▶ Document section
There may be an occasion when a person dies after filing a statement under Section 6(1) of the ULCR Act but before the notice along with Draft Statement was issued under Section 8(3) of the ULCR Act and order passed by the competent authority under Section 9 or before a final determination under Section 10(3) of the ULCR Act. In such circumstances, legal representatives of the deceased are to be impleaded and the competent authority is to consider any objection received from the legal representatives.
14. In the facts and circumstances of the case at hand, it is seen that the sons, daughters and grandchildren including the first respondent have participated in the proceedings before the competent authority under the ULCR Act. Attili Narasayyamma had filed a declaration under Section 6(1)`and it was numbered as CC No.5443/1976. Her sons, daughters and grandchildren namely
(i) Attili Annapurna,
(ii) Attili Malamamba,
(iii) Attili Narasamamba,
(iv) Attili Appalaswamy – (1st respondent)
(v) Attili Venkata Rao,
(vi) Attili Viswanadha Rao and
(vii) Attili Peda Venkata Ramana Murthy have filed their statements under Section 6(1) of the ULCR Act, each claiming certain extent of vacant land by virtue of a family arrangement. Competent authority issued a draft statement under Section 8(1) together with Notice under Section 8(3) of the ULCR Act to Attili Narasayyamma provisionally determining her as a surplus landholder to the extent of 38,781 sq.mtrs. in S.No. 29/1, 30/1, 30/2 and 30/3 of Kapparada Village. Copy of the draft statement and notice under Section 8(3) has been served on her sons, daughters and grandchildren, including the first respondent who have filed their statements under Section 6(1) of the ULCR Act.
In response to the said notice issued under Section 8(3) of the ULCR Act sons, daughters and grandchildren, namely, the above said declarants have filed their individual objections and they were all represented through their counsel.
In their objections, sons, daughters and grandchildren of Attili Narasayyamma raised the following grounds:-
(i) that there was a family arrangement dated 15.7.1974 in pursuance of which, each of the declarants are in possession and enjoyment of their respective shares;
(ii) Attili Narasayyamma had executed a Will and bequeathed the properties;
(iii) Attili Narasayyamma executed an agreement of sale dated 25.8.1974 in favour of Diesel Loco Shed Employees and S.E. Railway Employees House Building Cooperative Society (appellant) to the extent of 6.00 acres of land in S.No. 30/1, 30/2 (P) of Kapparada Village and the said extent of land has to be excluded from the computation of the ceiling area of the declarant.
15. In the counter affidavit filed by respondent Nos.2 and 3, it is averred that subsequent to the filing of the objections against the draft statement, the competent authority issued notices both to all the individual declarants and also their advocates to attend for inquiry. It is averred that right from 3.4.1978, the declarants have sought for adjournments either on one plea or the other and as such they have not turned for inquiry for about five years since filing of objections against the draft statement.
In our view sufficient opportunity was afforded to the sons, daughters and grandchildren who filed their objections and only after considering their objections the competent authority passed the order under Section 8(4) of the ULCR Act confirming the draft statement issued under Section 8(1) of the ULCR Act and thereafter, final statement as required under Section 9 of the ULCR Act has been issued. In effect, legal representatives of Attili Narasayyamma were given sufficient opportunity to file their objections to prove their claim to the property. In such situation, the legal representatives cannot be allowed to claim that prejudice was caused to them as they were not brought on record, when in essence they have actually participated at all stages of inquiry before the competent authority.

▶ Problems and tasks
A – Name every son, daughter and grandchild of Attili Narasayyamma that the ULCR excerpt lists as having filed a statement under Section 6(1).
B – Please retype the ULCR excerpt word for word, everything from "In their objections, sons, daughters" down to "of the declarant.".

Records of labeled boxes
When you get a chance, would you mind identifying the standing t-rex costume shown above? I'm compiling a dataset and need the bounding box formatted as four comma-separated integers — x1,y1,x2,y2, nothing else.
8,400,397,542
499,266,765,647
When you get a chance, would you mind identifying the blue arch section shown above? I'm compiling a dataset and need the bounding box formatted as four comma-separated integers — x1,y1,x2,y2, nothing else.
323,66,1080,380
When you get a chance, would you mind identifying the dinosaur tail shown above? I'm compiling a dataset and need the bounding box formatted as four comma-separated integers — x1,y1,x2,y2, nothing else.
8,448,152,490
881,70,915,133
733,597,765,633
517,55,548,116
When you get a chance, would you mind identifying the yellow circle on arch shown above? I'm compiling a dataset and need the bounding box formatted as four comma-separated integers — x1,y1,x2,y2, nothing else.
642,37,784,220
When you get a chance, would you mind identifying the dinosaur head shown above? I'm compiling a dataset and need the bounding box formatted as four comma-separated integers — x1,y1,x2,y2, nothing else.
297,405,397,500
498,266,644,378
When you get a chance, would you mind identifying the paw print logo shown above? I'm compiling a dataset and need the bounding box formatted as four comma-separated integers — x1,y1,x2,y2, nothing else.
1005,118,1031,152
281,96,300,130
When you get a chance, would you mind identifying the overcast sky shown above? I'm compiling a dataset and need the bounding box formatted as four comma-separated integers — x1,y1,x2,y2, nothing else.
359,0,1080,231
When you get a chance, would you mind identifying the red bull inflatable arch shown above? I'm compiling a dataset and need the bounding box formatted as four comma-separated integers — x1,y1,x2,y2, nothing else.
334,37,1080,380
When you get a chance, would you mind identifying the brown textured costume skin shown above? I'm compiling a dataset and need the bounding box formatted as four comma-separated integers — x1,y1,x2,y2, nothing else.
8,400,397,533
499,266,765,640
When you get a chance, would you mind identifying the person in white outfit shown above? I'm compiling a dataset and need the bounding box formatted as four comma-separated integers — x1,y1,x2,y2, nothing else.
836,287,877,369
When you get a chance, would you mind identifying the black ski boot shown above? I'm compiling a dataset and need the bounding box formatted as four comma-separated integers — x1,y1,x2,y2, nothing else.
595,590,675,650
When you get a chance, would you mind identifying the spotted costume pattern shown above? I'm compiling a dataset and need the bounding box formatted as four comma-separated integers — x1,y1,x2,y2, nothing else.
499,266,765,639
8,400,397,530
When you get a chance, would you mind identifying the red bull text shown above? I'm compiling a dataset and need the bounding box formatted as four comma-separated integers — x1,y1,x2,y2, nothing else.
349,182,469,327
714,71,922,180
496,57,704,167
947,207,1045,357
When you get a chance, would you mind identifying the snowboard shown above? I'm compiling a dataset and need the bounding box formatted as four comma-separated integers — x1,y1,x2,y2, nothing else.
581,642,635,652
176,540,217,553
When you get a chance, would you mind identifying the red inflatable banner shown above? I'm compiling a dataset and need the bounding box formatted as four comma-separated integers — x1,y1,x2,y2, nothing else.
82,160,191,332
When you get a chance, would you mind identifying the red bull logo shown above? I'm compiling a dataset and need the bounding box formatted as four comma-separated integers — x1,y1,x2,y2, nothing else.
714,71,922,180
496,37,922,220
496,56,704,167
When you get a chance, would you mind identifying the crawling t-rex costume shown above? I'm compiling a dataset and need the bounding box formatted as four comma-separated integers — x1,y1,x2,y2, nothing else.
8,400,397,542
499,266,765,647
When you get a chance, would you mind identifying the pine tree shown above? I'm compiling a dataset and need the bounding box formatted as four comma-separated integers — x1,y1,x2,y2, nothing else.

▶ Task answers
A –
Attili Annapurna
Attili Malamamba
Attili Narasamamba
Attili Appalaswamy
Attili Venkata Rao
Attili Viswanadha Rao
Attili Peda Venkata Ramana Murthy

B –
In their objections, sons, daughters and grandchildren of Attili Narasayyamma raised the following grounds:-
(i) that there was a family arrangement dated 15.7.1974 in pursuance of which, each of the declarants are in possession and enjoyment of their respective shares;
(ii) Attili Narasayyamma had executed a Will and bequeathed the properties;
(iii) Attili Narasayyamma executed an agreement of sale dated 25.8.1974 in favour of Diesel Loco Shed Employees and S.E. Railway Employees House Building Cooperative Society (appellant) to the extent of 6.00 acres of land in S.No. 30/1, 30/2 (P) of Kapparada Village and the said extent of land has to be excluded from the computation of the ceiling area of the declarant.